## Start Source text

`core.dist_checkpointing.utils`#

Helpers for manipulating sharded tensors and sharded state dicts.

Module Contents#

Functions#

`zip_strict`	Alternative to Python’s builtin zip(…, strict=True) (available in 3.10+). Apart from providing functionality in earlier versions of Python is also more verbose. (Python’s zip does not print lengths, only which iterable has finished earlier)
`_sharded_tensor_shard_id`	Unique id of the sharded tensor data.
`_sharded_object_id`	Unique id of the sharded object data.
`extract_sharded_tensors`	Extract a dict consisting of only ShardedTensor objects from a given state dict with any objects.
`extract_sharded_tensors_and_factories`	Extract a dict consisting of only ShardedTensor and ShardedTensorFactory objects from a given state dict with any objects.
`extract_sharded_tensors_or_nonpersistent`	Extract a dict consisting of only ShardedTensor, ShardedTensorFactory and LocalNonpersistentObject objects from a given state dict with any objects.
`extract_sharded_base`	Extract a dict consisting of only ShardedBase from a given state dict with any objects.
`extract_nonpersistent`	Extract a dict consisting of only LocalNonpersistentObjects from a given state dict.
`add_prefix_for_sharding`	Prepend a given prefix to all ShardedBase objects in a given state dict in-place.
`replace_prefix_for_sharding`	Replaces the given prefix in all sharded keys in a given state dict.
`apply_prefix_mapping`	Replaces prefixes only in keys matching with one of prefixes in the map.
`force_all_tensors_to_non_fp8`	Force all tensors in state dict to be non-fp8.
`logger_stack`	Context manager for managing logger and name stack.
`debug_time`	Simple context manager for timing functions/code blocks.
`debug_msg`	Logs a debug message using the current logger stack.
`_clean_metadata_for_serialization`	Create a clean copy of metadata for serialization by removing non-serializable objects.

Data#

`_ShardId`
`fallback_logger`
`__LOGGER_NAME_STACK`
`__LOGGER_STACK`

API#

core.dist_checkpointing.utils._ShardId#: None

core.dist_checkpointing.utils.zip_strict(*args)#: Alternative to Python’s builtin zip(…, strict=True) (available in 3.10+). Apart from providing functionality in earlier versions of Python is also more verbose. (Python’s zip does not print lengths, only which iterable has finished earlier)

core.dist_checkpointing.utils._sharded_tensor_shard_id( sharded_tensor: core.dist_checkpointing.mapping.ShardedTensor, ) → core.dist_checkpointing.utils._ShardId#

Unique id of the sharded tensor data.

Should yield the same value for same data replicated on different ranks.

## End Source text
## Start Information given

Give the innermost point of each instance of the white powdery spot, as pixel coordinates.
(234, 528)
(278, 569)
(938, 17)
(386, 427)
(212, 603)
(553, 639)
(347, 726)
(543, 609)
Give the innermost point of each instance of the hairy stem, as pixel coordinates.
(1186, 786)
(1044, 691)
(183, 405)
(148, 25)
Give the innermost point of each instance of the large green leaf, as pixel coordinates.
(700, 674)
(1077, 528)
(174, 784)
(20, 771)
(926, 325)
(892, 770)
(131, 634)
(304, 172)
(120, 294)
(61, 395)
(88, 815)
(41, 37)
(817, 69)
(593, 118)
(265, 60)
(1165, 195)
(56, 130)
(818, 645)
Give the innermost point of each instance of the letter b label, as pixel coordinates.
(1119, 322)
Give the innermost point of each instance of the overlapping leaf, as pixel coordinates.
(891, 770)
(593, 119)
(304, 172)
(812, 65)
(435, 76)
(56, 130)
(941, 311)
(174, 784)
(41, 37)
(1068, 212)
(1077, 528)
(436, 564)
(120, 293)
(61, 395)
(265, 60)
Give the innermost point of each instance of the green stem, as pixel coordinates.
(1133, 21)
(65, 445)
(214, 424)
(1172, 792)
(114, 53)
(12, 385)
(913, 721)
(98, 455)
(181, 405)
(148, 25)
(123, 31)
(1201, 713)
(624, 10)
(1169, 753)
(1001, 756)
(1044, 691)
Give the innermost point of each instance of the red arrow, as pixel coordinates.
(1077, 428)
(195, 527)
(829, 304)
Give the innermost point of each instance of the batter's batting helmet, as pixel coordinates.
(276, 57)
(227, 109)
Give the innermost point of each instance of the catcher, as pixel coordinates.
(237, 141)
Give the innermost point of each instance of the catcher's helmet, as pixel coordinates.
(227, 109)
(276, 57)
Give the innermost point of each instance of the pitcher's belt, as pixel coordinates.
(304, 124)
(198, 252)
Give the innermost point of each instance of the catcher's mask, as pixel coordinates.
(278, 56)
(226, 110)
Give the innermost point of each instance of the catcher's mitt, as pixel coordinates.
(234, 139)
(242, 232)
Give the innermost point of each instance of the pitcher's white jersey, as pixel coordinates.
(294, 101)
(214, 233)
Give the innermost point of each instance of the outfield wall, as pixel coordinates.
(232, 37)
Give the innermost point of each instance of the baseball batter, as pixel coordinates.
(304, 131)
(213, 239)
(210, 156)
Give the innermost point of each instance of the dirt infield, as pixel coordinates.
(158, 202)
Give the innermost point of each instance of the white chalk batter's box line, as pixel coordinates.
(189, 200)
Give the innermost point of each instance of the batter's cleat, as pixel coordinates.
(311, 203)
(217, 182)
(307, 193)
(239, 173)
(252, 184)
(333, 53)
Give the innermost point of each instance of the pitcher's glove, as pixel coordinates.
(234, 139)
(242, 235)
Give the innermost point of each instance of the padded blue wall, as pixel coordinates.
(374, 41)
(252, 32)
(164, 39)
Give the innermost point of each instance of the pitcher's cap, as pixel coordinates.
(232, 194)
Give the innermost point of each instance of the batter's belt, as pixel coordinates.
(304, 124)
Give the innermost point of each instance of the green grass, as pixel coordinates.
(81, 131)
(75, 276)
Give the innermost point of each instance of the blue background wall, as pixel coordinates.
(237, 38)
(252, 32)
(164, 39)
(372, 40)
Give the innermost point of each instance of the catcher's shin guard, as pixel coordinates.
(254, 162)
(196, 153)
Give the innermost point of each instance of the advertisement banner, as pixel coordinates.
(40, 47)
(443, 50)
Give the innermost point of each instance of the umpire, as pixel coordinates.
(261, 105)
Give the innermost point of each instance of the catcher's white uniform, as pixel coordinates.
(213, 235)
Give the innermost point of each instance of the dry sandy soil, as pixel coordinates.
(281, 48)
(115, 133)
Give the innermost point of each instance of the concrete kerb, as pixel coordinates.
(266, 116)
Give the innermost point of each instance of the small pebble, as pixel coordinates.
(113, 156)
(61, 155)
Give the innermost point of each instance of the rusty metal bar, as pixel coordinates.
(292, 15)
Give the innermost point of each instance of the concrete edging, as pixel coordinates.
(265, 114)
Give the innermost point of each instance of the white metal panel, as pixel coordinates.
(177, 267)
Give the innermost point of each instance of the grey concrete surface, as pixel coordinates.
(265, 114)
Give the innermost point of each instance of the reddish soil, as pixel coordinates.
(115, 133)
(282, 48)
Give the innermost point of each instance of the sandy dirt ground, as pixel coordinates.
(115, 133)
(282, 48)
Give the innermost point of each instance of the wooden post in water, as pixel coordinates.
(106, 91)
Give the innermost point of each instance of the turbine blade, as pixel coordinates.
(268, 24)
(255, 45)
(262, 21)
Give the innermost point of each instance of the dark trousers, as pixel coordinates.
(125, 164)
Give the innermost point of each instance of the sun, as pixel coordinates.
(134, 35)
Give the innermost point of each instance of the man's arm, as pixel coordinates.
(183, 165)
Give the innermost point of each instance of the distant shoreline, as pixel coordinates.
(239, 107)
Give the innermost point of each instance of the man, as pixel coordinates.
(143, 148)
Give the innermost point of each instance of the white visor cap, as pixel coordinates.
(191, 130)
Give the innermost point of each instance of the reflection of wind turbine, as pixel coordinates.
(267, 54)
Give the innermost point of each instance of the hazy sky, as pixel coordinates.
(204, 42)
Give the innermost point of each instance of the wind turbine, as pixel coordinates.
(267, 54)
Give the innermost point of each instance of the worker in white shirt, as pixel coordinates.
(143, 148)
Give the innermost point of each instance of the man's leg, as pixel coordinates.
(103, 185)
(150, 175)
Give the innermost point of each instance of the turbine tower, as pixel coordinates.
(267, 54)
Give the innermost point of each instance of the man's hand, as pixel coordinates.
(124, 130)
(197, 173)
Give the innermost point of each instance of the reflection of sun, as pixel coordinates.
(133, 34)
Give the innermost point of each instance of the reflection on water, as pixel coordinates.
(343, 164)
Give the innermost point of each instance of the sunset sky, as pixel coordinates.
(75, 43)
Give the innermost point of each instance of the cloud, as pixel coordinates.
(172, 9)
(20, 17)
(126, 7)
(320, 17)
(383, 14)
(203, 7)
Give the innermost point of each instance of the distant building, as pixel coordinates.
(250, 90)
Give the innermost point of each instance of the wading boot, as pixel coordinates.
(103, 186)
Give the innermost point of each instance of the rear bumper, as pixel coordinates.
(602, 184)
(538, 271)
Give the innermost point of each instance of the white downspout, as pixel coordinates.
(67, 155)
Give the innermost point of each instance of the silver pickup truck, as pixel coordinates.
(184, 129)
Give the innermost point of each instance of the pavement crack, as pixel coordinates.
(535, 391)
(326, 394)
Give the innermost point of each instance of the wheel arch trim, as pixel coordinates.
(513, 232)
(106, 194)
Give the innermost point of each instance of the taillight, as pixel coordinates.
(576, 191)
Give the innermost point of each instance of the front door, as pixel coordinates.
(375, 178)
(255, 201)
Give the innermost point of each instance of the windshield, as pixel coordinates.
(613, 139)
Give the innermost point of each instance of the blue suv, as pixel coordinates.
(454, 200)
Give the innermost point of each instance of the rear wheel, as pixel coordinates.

## End Information given

> _Direction A_
In the utils documentation, which function prepends a given prefix to all ShardedBase objects in a state dict in-place?
> _Direction B_
Copy a passage from the utils documentation, starting with "Module Contents#" and going on through "ShardedTensor objects from a given state dict with any objects.".

> _Right answer A_
add_prefix_for_sharding

> _Right answer B_
Module Contents#

Functions#

`zip_strict`	Alternative to Python’s builtin zip(…, strict=True) (available in 3.10+). Apart from providing functionality in earlier versions of Python is also more verbose. (Python’s zip does not print lengths, only which iterable has finished earlier)
`_sharded_tensor_shard_id`	Unique id of the sharded tensor data.
`_sharded_object_id`	Unique id of the sharded object data.
`extract_sharded_tensors`	Extract a dict consisting of only ShardedTensor objects from a given state dict with any objects.